▶ _PAGE TEXT_:
What is this tripe that sits before me?
The Roma doesn't have a huge menu, but everything at the Roma Ételbar is a perfect version of a Hungarian classic dish. It is a must visit if you have visitors from abroad who want Magyar flavor without the fru-fru and snotty waiters. Also, it is convenient to the Buda Castle - where no sentient being should ever even  consider sitting down and ordering anything beyond a Snickers bar. (I know that the Mekons enjoyed a lunch at the Roma a couple of years ago when they were in Budapest, so there is a good chance you will too. The Mekons have exquisite taste.)


Also: I recommend going while the weather is nice: they have great outdoor seating on the street, but avoid going in large groups because they are not really set up for it. It may be in one of the least appealing aluminum and cement neighborhoods of Buda, at Csalogány utca 20 between Széna tér and Batthyány metro stations, but it is an island of wonderfulness in a sea of cement. And do not go late: the Roma is open for business every day between 11 AM and 4 PM. We usually try to get there before noon, at the latest, to avoid waiting for a table.

4 comments:

Tom Popper said...

Corvin Travel, featuring IKKA! Great old pic! The neighbor, Csalogány 26, made it into Michelin Guide, but I know Hungarians who only think of Roma Ettelbar when you mention eating on Csalogány utca.

▶ _TRY IT_: Reproduce the part of the Roma Ételbar review that begins with the words "Tom Popper said..." and ends after "on Csalogány utca.", changing "Michelin Guide" to "Gault&Millau guide".

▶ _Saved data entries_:
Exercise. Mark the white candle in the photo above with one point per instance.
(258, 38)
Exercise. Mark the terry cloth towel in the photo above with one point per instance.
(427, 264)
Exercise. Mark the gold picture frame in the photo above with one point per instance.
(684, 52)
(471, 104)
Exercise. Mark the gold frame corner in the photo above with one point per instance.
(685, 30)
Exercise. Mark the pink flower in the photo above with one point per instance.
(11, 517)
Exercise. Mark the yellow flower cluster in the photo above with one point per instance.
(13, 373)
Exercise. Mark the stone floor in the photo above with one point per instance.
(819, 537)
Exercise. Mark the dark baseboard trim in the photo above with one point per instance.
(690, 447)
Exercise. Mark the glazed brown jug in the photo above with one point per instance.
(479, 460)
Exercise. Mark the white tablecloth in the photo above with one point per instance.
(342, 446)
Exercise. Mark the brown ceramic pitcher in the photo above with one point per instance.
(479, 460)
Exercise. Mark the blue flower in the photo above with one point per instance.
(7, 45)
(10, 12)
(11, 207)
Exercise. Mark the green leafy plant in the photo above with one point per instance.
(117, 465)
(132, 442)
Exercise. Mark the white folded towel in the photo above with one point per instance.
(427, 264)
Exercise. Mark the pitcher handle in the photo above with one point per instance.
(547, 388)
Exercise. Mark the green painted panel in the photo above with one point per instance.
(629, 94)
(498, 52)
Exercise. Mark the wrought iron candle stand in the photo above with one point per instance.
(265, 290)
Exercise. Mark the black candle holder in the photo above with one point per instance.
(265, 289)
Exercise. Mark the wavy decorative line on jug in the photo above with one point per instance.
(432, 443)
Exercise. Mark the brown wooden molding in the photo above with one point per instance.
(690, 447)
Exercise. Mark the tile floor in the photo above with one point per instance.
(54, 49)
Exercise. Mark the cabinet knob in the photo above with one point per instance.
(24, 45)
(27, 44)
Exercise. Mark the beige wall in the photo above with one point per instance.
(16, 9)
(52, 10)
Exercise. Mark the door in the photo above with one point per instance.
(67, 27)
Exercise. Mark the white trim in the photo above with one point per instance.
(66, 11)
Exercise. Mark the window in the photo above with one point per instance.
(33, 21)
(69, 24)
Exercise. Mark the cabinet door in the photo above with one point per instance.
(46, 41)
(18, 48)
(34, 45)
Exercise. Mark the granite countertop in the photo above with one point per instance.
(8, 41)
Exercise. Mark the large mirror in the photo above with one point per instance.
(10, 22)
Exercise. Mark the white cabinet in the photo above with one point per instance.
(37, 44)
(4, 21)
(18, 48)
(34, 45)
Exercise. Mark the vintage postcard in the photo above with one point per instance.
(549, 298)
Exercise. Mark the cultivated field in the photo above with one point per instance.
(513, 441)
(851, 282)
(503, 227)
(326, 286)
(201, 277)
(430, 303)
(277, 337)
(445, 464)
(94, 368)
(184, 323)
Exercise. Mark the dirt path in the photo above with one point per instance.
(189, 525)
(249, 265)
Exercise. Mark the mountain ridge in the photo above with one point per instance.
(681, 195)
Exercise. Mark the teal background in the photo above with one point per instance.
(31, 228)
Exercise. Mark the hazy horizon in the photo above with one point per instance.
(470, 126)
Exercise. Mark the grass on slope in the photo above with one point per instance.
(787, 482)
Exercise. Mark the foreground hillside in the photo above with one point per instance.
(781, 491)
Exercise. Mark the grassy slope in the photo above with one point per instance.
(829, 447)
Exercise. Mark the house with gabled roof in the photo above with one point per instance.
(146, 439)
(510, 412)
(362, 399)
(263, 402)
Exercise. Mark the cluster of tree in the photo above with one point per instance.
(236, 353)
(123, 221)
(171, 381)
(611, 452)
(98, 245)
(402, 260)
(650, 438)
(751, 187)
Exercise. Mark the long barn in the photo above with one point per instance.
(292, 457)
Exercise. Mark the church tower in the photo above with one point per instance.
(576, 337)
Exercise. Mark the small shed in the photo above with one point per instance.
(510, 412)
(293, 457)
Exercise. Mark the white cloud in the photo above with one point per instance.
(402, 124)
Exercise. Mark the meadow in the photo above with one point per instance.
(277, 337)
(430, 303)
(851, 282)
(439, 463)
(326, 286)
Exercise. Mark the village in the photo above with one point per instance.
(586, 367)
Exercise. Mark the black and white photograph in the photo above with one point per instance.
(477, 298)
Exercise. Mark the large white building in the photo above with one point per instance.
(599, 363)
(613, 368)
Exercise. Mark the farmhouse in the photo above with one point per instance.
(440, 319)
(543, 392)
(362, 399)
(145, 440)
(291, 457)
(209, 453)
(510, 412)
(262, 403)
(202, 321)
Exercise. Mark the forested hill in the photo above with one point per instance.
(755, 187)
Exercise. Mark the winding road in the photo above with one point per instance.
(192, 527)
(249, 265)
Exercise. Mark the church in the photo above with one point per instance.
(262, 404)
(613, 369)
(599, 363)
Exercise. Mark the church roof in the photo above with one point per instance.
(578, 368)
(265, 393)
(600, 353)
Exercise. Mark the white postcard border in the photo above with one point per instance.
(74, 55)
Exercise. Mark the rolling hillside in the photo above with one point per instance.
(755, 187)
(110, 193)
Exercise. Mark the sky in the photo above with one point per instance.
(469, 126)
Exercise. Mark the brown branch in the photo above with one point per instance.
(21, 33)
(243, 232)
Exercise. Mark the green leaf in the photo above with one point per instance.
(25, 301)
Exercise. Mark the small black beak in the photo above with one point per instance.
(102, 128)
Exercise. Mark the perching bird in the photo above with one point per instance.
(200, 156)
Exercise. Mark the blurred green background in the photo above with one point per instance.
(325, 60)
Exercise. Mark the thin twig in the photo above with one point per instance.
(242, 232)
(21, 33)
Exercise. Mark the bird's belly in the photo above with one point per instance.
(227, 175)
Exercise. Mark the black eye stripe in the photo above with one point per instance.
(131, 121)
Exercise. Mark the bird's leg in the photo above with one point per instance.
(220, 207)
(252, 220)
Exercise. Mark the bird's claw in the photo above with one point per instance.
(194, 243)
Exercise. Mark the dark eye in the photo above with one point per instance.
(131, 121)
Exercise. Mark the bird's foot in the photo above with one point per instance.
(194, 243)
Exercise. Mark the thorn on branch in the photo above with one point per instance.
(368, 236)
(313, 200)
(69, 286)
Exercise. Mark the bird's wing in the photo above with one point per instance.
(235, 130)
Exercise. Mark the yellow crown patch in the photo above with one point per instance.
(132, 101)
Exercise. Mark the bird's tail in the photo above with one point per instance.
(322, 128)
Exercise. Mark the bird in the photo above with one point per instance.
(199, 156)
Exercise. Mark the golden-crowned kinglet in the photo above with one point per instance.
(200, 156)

▶ _SOLUTION TO THE EXERCISE_:
Tom Popper said...

Corvin Travel, featuring IKKA! Great old pic! The neighbor, Csalogány 26, made it into Gault&Millau guide, but I know Hungarians who only think of Roma Ettelbar when you mention eating on Csalogány utca.